Filter the listing below down to the lines containing the word "tower", and copy out each of those lines.

- DATA SUPPLIED:
● ● ● ● ● ● ●

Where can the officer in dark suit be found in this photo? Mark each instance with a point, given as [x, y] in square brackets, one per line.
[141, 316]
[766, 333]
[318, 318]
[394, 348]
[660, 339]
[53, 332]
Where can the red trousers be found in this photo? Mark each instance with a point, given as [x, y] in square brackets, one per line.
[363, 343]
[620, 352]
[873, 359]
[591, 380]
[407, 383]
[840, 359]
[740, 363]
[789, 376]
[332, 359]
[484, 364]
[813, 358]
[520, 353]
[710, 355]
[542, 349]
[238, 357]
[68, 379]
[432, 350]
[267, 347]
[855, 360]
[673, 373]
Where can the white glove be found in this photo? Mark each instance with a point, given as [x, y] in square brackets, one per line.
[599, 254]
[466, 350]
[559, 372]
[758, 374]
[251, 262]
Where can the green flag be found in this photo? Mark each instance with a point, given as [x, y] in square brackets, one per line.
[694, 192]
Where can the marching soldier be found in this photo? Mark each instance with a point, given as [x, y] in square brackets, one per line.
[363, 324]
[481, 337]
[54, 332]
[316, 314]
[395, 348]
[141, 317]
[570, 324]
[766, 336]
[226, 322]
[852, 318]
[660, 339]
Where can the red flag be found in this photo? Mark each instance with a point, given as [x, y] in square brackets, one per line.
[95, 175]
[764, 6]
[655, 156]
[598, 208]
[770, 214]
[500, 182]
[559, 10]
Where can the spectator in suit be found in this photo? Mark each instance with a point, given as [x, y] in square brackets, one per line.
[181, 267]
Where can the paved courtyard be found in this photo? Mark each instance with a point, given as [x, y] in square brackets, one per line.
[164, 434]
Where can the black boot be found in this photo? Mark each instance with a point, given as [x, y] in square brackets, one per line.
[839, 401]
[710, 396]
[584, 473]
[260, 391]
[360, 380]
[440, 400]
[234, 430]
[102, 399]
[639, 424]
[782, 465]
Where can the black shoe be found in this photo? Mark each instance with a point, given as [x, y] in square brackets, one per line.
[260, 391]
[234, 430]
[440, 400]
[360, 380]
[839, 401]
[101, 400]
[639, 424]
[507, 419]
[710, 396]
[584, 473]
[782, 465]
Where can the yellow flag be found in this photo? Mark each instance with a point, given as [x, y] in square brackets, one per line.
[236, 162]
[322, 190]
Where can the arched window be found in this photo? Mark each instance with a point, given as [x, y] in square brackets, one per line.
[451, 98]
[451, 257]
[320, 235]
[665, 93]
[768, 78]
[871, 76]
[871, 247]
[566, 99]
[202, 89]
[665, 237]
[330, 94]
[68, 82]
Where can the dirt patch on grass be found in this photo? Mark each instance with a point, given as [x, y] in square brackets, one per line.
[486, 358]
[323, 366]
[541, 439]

● ● ● ● ● ● ●

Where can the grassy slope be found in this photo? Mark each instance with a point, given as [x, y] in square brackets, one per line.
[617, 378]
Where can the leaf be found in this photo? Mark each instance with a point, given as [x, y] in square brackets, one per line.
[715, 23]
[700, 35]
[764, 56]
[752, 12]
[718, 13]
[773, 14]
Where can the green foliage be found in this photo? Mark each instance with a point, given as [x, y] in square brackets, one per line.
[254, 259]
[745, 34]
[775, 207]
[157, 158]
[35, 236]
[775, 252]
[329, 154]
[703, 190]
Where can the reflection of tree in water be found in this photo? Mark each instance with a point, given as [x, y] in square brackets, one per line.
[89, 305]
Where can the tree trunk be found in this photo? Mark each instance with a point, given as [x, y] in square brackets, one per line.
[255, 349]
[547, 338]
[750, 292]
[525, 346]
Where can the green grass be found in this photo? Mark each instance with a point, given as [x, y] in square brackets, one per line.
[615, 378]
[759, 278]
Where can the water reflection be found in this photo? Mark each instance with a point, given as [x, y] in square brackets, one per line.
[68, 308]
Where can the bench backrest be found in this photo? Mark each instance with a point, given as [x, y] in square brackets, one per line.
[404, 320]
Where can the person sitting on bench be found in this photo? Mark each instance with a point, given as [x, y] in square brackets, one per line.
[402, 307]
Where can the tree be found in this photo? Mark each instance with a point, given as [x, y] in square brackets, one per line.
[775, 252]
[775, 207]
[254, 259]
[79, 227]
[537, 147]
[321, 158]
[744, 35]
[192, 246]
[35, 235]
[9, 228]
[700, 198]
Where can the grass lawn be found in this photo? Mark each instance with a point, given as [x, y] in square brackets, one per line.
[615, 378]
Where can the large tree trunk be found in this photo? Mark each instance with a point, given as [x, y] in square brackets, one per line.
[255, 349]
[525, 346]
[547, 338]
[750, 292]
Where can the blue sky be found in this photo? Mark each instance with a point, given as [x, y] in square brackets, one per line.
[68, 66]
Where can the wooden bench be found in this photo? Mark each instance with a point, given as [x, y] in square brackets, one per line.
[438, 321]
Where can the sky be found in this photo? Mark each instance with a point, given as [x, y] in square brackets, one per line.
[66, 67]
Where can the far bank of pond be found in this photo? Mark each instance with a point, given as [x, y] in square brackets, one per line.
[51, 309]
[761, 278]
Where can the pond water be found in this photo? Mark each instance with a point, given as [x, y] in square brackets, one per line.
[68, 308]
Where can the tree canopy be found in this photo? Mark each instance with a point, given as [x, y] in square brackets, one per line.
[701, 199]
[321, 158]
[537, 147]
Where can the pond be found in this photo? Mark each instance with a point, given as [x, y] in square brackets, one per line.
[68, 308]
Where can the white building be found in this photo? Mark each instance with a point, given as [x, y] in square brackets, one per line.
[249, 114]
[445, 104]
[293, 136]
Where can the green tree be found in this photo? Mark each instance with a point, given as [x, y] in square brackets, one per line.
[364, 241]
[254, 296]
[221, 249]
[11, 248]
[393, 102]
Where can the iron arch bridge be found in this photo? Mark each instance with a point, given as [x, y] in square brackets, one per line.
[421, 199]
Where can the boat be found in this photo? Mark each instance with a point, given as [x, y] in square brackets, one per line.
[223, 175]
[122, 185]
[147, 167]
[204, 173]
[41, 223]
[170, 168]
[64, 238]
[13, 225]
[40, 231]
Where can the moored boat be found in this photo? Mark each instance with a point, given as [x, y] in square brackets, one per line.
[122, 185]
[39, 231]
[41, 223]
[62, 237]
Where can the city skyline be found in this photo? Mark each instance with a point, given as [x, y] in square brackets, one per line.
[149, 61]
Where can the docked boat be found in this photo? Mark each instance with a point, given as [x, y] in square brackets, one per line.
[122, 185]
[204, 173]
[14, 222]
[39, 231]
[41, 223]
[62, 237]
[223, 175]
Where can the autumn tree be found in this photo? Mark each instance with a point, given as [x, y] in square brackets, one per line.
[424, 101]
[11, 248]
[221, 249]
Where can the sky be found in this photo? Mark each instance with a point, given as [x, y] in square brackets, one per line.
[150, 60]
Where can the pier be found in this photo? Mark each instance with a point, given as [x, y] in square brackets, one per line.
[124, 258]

● ● ● ● ● ● ●

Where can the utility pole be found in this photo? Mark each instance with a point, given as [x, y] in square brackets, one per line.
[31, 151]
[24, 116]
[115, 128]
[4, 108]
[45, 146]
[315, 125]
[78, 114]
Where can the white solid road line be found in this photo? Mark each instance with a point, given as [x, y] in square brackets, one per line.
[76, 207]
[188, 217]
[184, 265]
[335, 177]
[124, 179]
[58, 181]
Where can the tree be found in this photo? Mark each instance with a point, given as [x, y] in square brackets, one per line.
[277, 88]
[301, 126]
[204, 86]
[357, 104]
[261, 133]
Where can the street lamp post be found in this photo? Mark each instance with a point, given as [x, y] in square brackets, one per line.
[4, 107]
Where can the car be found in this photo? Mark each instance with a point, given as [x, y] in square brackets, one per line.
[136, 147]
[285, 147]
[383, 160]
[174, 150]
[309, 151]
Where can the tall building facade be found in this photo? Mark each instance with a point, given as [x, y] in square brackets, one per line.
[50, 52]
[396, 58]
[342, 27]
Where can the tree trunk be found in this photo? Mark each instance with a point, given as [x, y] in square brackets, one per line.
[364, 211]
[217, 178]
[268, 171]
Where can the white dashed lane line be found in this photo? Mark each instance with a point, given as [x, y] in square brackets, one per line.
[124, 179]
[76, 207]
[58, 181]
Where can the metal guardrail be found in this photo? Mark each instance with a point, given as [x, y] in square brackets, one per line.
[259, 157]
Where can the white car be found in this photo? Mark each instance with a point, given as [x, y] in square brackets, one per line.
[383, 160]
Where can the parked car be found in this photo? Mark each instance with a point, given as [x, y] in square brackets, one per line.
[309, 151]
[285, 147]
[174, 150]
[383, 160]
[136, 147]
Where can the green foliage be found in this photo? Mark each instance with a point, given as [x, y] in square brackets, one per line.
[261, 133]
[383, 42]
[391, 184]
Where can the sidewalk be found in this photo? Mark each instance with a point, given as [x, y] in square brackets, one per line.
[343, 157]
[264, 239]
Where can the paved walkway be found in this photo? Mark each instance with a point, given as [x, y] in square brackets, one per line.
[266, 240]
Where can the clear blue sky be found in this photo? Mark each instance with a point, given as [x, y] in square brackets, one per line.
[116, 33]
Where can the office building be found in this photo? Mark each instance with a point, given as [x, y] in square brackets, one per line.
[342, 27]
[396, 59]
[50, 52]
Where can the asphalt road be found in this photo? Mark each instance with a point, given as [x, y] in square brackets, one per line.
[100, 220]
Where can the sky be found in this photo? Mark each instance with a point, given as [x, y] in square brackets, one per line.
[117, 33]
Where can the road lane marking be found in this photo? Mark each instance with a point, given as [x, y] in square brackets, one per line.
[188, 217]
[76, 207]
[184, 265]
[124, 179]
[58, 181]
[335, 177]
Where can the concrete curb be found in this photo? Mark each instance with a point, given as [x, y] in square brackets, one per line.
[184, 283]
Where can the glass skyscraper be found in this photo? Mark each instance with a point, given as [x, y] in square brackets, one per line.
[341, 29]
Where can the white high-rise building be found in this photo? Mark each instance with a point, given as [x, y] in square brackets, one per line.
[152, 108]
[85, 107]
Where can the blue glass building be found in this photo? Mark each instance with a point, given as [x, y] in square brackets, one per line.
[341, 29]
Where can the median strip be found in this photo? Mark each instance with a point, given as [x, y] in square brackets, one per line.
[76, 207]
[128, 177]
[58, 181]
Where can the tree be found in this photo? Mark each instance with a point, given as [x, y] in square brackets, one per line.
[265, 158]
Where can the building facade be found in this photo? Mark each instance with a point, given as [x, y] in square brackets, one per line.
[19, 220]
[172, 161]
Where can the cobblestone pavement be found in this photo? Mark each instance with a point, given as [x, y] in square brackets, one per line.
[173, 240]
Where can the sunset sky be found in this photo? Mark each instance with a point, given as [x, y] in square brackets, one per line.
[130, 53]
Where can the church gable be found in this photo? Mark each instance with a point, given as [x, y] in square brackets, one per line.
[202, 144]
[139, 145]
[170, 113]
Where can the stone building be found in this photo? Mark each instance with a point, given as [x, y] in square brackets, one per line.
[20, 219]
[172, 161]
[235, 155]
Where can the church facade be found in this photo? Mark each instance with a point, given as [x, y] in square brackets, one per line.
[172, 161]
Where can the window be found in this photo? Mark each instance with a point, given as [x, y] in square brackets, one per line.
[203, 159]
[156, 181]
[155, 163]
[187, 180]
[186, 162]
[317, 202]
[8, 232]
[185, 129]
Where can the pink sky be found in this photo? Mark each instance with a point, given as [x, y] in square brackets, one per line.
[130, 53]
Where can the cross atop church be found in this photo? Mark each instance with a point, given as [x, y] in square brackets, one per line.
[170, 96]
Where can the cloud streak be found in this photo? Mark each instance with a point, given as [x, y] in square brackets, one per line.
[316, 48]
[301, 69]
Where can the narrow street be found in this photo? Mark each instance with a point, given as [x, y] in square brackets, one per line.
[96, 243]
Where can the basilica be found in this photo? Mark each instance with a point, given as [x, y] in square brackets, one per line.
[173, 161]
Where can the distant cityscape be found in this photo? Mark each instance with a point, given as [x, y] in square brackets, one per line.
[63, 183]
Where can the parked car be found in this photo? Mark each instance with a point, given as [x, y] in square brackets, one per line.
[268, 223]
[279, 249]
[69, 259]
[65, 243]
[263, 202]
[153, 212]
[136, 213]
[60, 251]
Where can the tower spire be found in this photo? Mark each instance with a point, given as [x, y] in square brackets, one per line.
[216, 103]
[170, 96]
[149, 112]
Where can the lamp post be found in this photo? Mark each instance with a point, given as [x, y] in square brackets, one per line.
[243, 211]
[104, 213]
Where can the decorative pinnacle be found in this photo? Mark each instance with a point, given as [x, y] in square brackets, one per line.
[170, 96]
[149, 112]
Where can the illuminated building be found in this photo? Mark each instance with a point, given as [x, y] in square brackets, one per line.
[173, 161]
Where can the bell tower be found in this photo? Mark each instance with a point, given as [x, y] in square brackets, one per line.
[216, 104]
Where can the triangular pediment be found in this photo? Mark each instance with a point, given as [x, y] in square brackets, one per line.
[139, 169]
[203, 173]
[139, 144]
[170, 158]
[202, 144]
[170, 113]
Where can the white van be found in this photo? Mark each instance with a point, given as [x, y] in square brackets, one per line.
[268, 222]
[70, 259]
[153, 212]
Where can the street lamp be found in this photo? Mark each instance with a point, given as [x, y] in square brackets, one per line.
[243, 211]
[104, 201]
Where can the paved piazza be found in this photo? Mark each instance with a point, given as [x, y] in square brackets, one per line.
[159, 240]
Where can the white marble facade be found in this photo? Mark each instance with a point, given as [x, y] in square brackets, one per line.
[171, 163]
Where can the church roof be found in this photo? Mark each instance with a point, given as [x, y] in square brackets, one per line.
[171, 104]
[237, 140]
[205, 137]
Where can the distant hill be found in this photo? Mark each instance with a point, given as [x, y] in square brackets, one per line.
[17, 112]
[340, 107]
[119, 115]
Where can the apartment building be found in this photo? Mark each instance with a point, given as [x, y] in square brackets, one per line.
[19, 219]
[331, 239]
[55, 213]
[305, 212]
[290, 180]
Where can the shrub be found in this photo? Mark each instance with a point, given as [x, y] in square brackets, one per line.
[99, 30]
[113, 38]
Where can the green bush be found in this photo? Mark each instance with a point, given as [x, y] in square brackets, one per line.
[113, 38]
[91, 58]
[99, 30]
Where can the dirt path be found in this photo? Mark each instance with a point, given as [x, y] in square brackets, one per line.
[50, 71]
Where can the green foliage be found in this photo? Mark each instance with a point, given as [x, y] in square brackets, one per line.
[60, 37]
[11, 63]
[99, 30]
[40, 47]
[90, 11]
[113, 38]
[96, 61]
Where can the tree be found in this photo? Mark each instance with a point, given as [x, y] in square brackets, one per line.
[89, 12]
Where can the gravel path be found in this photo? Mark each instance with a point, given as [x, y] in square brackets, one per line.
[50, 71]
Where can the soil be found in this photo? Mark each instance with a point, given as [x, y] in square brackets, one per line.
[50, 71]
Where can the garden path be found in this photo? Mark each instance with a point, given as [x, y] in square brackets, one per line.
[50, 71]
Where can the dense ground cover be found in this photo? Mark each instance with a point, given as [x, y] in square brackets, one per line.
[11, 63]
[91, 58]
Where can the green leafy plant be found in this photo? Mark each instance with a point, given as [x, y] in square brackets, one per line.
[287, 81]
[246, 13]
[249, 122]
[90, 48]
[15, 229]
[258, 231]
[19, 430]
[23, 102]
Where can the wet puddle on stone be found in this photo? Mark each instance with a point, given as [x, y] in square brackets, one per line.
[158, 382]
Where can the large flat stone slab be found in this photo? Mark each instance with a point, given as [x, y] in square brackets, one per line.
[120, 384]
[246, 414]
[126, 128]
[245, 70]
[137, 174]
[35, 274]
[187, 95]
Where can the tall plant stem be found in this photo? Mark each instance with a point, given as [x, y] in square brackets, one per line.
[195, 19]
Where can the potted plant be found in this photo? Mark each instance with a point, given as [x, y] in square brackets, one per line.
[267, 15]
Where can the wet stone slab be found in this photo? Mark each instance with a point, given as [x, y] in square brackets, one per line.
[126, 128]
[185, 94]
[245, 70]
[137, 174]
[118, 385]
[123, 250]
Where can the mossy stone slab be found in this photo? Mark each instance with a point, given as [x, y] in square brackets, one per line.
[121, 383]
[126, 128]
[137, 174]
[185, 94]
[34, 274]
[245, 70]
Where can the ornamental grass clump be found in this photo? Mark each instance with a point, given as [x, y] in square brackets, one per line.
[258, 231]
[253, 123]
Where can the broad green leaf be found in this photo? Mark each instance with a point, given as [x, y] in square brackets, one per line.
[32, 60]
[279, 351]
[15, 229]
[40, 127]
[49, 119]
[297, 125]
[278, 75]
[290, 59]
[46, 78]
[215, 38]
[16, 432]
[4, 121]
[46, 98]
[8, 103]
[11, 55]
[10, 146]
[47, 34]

● ● ● ● ● ● ●

- WRITTEN RESPONSE:
Where can the tower spire be found in this photo? Mark each instance with a point, given as [x, y] in square brackets, one per line.
Where can the bell tower be found in this photo? Mark each instance with a point, given as [x, y] in square brackets, one per line.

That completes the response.